* Required work
The material below must be output exactly, line for line.

* Information given
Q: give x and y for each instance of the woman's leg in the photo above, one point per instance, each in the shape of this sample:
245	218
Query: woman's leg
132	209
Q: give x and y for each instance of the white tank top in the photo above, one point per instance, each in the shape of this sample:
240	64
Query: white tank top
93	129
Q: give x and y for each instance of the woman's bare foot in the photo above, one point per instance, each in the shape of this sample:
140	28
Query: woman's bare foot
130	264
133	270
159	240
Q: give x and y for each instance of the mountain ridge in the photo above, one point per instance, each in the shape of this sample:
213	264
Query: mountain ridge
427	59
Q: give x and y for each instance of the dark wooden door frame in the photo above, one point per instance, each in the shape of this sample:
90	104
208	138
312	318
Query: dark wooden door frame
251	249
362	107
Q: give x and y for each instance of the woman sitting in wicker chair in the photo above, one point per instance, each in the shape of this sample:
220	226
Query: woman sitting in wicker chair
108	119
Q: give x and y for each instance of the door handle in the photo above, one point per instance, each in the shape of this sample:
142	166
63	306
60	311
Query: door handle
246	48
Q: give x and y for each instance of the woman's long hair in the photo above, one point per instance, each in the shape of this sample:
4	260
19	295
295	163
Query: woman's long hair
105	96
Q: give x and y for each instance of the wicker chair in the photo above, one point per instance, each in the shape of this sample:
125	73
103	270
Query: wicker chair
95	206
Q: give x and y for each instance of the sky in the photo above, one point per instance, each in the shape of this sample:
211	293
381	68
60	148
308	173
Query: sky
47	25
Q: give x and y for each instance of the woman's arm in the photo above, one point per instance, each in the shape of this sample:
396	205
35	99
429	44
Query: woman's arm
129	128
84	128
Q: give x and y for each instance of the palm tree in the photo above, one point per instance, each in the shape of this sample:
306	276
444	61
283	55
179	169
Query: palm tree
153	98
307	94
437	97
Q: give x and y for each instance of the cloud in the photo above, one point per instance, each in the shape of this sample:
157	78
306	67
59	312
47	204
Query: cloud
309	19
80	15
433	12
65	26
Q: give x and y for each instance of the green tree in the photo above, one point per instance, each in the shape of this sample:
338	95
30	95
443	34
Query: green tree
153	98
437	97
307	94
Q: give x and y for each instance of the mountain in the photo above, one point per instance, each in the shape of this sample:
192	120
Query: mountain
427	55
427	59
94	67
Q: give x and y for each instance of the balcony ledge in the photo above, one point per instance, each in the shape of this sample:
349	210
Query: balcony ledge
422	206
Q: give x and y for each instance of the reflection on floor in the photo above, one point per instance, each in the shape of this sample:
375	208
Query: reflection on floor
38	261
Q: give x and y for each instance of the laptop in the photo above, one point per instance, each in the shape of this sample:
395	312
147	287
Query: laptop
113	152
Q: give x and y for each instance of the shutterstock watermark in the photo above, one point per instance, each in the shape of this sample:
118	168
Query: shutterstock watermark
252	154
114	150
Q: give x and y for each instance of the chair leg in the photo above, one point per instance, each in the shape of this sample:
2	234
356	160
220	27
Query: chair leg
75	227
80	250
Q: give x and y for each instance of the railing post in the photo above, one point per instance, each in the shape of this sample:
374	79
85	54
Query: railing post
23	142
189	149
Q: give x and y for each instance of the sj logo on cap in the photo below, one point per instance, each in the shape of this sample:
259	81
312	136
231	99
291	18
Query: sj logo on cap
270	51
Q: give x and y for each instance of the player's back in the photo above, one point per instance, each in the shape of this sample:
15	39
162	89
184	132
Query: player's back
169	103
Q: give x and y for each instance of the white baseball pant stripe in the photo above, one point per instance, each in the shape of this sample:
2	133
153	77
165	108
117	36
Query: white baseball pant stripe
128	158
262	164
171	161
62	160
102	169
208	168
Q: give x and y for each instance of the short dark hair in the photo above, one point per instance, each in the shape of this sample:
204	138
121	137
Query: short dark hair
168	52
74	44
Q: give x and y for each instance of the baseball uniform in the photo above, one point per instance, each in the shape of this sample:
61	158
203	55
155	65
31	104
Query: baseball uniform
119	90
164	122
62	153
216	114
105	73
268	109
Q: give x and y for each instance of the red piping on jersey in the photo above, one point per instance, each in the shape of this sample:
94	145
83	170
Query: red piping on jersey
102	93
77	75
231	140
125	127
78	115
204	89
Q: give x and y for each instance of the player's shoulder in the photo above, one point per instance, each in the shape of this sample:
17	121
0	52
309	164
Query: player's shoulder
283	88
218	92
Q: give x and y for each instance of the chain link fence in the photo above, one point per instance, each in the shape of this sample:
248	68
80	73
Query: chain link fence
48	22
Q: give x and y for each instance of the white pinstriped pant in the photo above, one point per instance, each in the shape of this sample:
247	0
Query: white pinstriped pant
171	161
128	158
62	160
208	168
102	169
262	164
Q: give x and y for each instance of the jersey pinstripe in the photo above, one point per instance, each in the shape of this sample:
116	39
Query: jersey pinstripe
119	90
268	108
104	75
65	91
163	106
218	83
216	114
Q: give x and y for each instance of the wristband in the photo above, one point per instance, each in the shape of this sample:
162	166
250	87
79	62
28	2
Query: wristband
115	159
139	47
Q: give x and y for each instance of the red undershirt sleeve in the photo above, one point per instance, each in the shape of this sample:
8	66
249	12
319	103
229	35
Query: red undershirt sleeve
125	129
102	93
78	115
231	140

* Exercise output
Q: give x and y for each instance of the woman's leg in the photo above, one point per instance, each in the shape of this sample:
245	218
Query: woman's leg
132	209
Q: give x and y for each instance of the white tank top in the photo above, one point per instance, each in the shape of this sample:
240	64
Query: white tank top
93	129
Q: give x and y for each instance of the woman's bare foot in the photo above, one point per instance, each in the shape of this sample:
140	28
Query: woman's bare foot
130	264
133	270
159	240
Q: give x and y for each instance of the mountain ridge in the photo above, one point per instance, each in the shape of this sample:
213	264
Query: mountain ridge
427	59
Q: give x and y for each instance of the dark wooden door frame in the photo above, one point per instance, each in the shape of this sample:
90	104
208	138
312	318
Query: dark wooden door frame
251	249
362	107
Q: give x and y for each instance of the woman sitting in wicker chair in the photo above, one point per instance, each in the shape of this sample:
220	226
Query: woman sitting in wicker chair
108	119
Q: give x and y for each instance of the door handle in the photo above, one point per instance, each in the shape of this sample:
142	166
63	306
60	311
Query: door handle
246	48
Q: give x and y for each instance of the woman's long hair in the photo above, one point per instance, each in the shape of this sample:
4	260
19	295
295	163
Query: woman's long hair
105	96
Q: give x and y for each instance of the wicker chair in the photo above, one point per instance, each in the shape of this sample:
125	73
103	270
Query: wicker chair
95	206
Q: give x and y for each instance of the sky in the photo above, one point per instance, each in the shape of this sample:
211	293
381	68
60	148
308	173
Query: sky
47	25
Q: give x and y for each instance of the woman's arm in the photo above, one point per instance, each in the shape of this sample:
396	205
35	99
429	44
Query: woman's arm
129	128
84	128
Q: give x and y for each instance of the palm tree in the photo above, one point per instance, each in the shape of this sample:
306	276
444	61
283	55
179	169
Query: palm tree
153	98
307	94
437	97
Q: give x and y for each instance of the cloud in the photo above, one point per instance, each in the shape of this sample:
157	78
306	67
59	312
47	204
Query: cloud
309	19
80	15
433	12
65	26
Q: give x and y for each instance of the green tree in the photo above, one point per instance, each in the shape of this sample:
338	95
30	95
443	34
Query: green tree
153	98
437	97
307	94
Q: give x and y for each instance of the mountain in the photo above, one point per instance, each in the shape of this sample:
192	120
Query: mountain
427	55
427	59
94	67
Q: give x and y for each instance of the balcony ledge in the photo above, one point per instance, each in the shape of this sample:
349	210
Query: balcony ledge
422	206
Q: give x and y for each instance of the reflection on floor in the photo above, one point per instance, each in the shape of this sample:
375	208
Query: reflection on floor
38	261
Q: give x and y for each instance of the laptop in the photo above, one point per instance, each in the shape of this sample:
395	312
147	287
Query: laptop
113	152
Q: give x and y for each instance of the shutterstock watermark in the photo above, one point per instance, each in the shape of this sample:
118	168
Query: shutterstock watermark
252	154
114	150
Q: give x and y for each instance of the chair leg in the photo above, one point per instance, each in the shape of this sample:
2	234
356	160
220	27
Query: chair leg
75	227
80	250
Q: give x and y for each instance of the railing post in the photo above, one point per instance, each in the shape of this sample:
374	79
85	54
Query: railing post
23	142
189	149
Q: give x and y for each instance of the sj logo on cap in the photo below, one point per instance, each in the shape of this sample:
259	81
312	136
231	99
291	18
Query: sj logo on cap
270	51
Q: give x and y for each instance of the player's back in the photo above, one point per instance, each in the shape of this sample:
15	39
162	89
184	132
Query: player's back
169	103
Q: give x and y for each instance of the white baseball pant stripe in the photo above, one point per instance, each in the shape of this sample:
2	133
153	77
165	108
117	36
Query: white baseball pant stripe
128	158
262	164
171	161
62	160
102	169
208	168
Q: give x and y for each instance of the short dark hair in the photo above, one point per instance, each in the shape of this sample:
204	138
121	137
Query: short dark hair
168	52
74	44
Q: give x and y for each instance of the baseball uniform in the photo above, one point per instance, each in the shape of this sample:
61	158
203	55
155	65
31	104
Query: baseball uniform
119	90
164	122
62	153
216	114
105	73
268	109
Q: give x and y for each instance of the red piping on jersey in the photo above, one point per instance, each in the shape of this sample:
94	145
83	170
Query: red piping on jersey
102	93
77	75
231	140
125	127
78	115
204	89
Q: give x and y for each instance of the player's shoulder in the photo above, one point per instance, each in the shape of this sample:
17	121
0	52
309	164
Query: player's shoulder
283	88
218	92
Q: give x and y for each instance of the chain link fence in the photo above, one point per instance, each in the shape of this sample:
248	68
80	73
Query: chain link fence
48	22
Q: give x and y for each instance of the white pinstriped pant in the photo above, one point per instance, each in the shape of this sample:
247	0
Query: white pinstriped pant
171	161
128	158
62	160
208	168
102	169
262	164
Q: give x and y for each instance of the jersey pinstripe in the photo above, one point per instance, each in the shape of this sample:
116	39
Query: jersey pinstripe
119	90
268	108
104	75
65	91
163	106
218	83
216	114
Q: give x and y for each instance of the wristband in the photo above, one point per instance, each in the shape of this sample:
162	166
250	87
79	62
28	2
Query: wristband
115	159
139	47
Q: give x and y for each instance of the red undershirt sleeve in the photo above, one point per instance, each in the shape of this sample:
8	66
249	12
319	103
229	35
Query: red undershirt sleeve
125	129
102	93
78	115
231	140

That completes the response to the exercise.